Excerpted passage:
It’s a group of interrelated components that work collectively to carry out input, processing, output, storage and
control actions to convert data into information products that can be used to support forecasting, planning,
control, coordination, decision making and operational activities in an organization
It’s divided into two categories:
1- Operation information system (OIS): it supports an organization’s business activities
2- Management information system (MIS) : support managerial decision making
Types of operations information systems:
1- Transaction processing systems (TPS): used to manage the exchange of information between a company
and third parties (customer, suppliers, distributors)
These systems record and process data from business transactions in an organization.
Example: Real-time processing of balance inquiries in an ATM system.
Typically handle frequent and routine transactions at the operational level.
2- Office automation systems (OAS): used to manage the administrative functions in an office environment
and are often critical (essential) to service based industries
3- Process Control Systems: important in manufacturing industries for controlling the manufacture of goods
(biens)
4- Executive Information Systems (EIS):
• Provide senior managers with information to assist in making strategic decisions
• Offer summary information on key performance indicators
• Integrate data from various sources, including competitor data and market information.
Resources that support BIS:
1- People resources: include the users of information system and those who develop, maintain and
operate the system
2- Hardware resources: refers to all types of machines, not just computer hardware
3- Software resources: refers to computer program, media on which they are stored and describe also
the procedures used by people
4- Communication resources
5- Data resources: describe all the data that an organisation has access to regardless (independamment)
of its form (P67)

Tasks to complete:
A: List every resource that the passage on business information systems names as supporting BIS.
B: Extend the passage on business information systems past its last line in the same note-like style.
None of the data is needed here.

[Dataset records]
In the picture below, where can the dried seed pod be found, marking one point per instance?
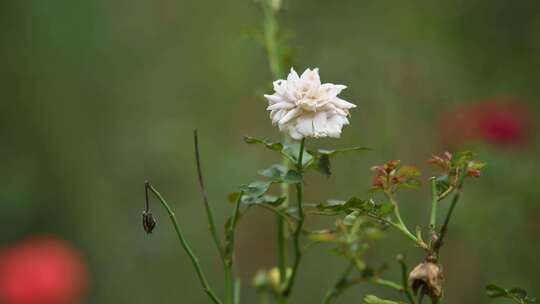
(149, 222)
(427, 278)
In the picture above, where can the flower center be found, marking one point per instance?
(308, 104)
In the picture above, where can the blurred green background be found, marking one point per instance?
(97, 96)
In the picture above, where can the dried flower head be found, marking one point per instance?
(451, 165)
(303, 107)
(427, 278)
(391, 176)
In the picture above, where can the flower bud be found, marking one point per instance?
(149, 222)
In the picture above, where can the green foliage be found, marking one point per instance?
(322, 158)
(289, 150)
(371, 299)
(357, 205)
(517, 294)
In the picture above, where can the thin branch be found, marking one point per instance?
(405, 280)
(185, 245)
(455, 199)
(339, 286)
(434, 201)
(297, 232)
(211, 224)
(204, 194)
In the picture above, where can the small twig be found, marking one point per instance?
(237, 291)
(232, 228)
(433, 217)
(439, 242)
(185, 244)
(211, 225)
(340, 284)
(204, 194)
(405, 280)
(297, 232)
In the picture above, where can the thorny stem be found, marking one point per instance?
(400, 225)
(434, 201)
(297, 232)
(185, 245)
(405, 281)
(271, 29)
(339, 286)
(457, 194)
(211, 225)
(237, 290)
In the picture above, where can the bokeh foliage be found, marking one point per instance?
(98, 96)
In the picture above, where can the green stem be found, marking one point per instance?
(400, 225)
(455, 199)
(237, 291)
(339, 286)
(405, 280)
(387, 283)
(434, 201)
(211, 225)
(271, 29)
(185, 245)
(298, 231)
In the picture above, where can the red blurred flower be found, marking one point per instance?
(42, 271)
(502, 122)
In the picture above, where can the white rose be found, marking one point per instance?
(303, 107)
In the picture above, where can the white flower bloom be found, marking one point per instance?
(303, 107)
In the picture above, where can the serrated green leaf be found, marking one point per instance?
(519, 295)
(442, 184)
(385, 209)
(371, 299)
(323, 236)
(336, 151)
(292, 150)
(275, 146)
(275, 172)
(322, 158)
(233, 197)
(292, 177)
(323, 165)
(256, 188)
(264, 199)
(350, 219)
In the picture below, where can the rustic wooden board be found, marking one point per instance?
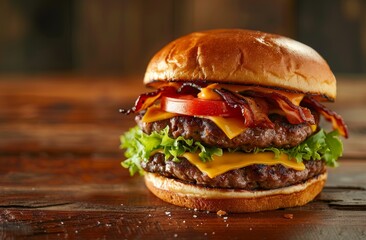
(53, 197)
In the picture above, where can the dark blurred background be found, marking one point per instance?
(117, 37)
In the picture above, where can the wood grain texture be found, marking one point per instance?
(60, 173)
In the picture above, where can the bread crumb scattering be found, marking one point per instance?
(221, 213)
(288, 216)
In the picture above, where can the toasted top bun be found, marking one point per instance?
(246, 57)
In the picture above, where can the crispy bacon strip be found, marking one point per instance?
(255, 113)
(294, 114)
(329, 115)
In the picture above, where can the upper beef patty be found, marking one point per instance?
(283, 135)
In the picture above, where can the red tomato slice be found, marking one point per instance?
(189, 105)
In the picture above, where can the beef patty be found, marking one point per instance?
(253, 177)
(283, 135)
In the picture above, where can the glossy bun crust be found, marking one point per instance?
(243, 57)
(230, 200)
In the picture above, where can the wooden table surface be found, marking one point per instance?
(60, 173)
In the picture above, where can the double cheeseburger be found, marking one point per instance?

Task responses:
A: People resources, hardware resources, software resources, communication resources, and data resources.

B:
Enterprise systems:

• It supports business processes across different department in an organization


• They use internet technology to integrate information within the business
• They also connect with external stakeholders like customers, suppliers and partners
• Four main elements of an enterprise system are the following:
1- Enterprise resource planning (ERP): concerned with internal production, distribution and
financial processes
2- Customer relationship management (CRM): concerned with marketing and sales processes
3- Supply chain management (SCM): concerned with the flow of materials, information and
customers through the supply chain (chaine d’approvisionnement)
4- Supplier relationship management (SRM): concerned with sourcing (appro), purchasing (achat)
and the warehousing of goods and services (P69)
Advantages of ES: removes information island (separate applications and data in different parts of the
company.)
Disadvantages of ES: include high cost, need to change working methods to software

The value chain model:


Databases:

• Collection of related information


• stored in an organized way for quick selection and retrieval of specific items
advantages:

• Multi-user access: Allows multiple people to access the same data at the same time.
• Distributed access: Users in different departments can easily access data.
• Speed: Databases provide fast access to large volumes of information, like customer data.
• Security: Access to data can be restricted for different staff members.
• Data quality: Validation checks ensure data integrity during entry.
• Space efficiency: Databases use less space by splitting data into different tables.
Types of databases:
Flat-file database: Contains a single type of record and cannot access data from other files.
Free-form database: Stores unstructured notes or text, organized by categories or keywords.
Hypertext database: Stores information as linked objects, including text, graphics, and multimedia.
Relational database management system (RDBMS): An extension of a DBMS that allows data to be
combined from a variety of sources.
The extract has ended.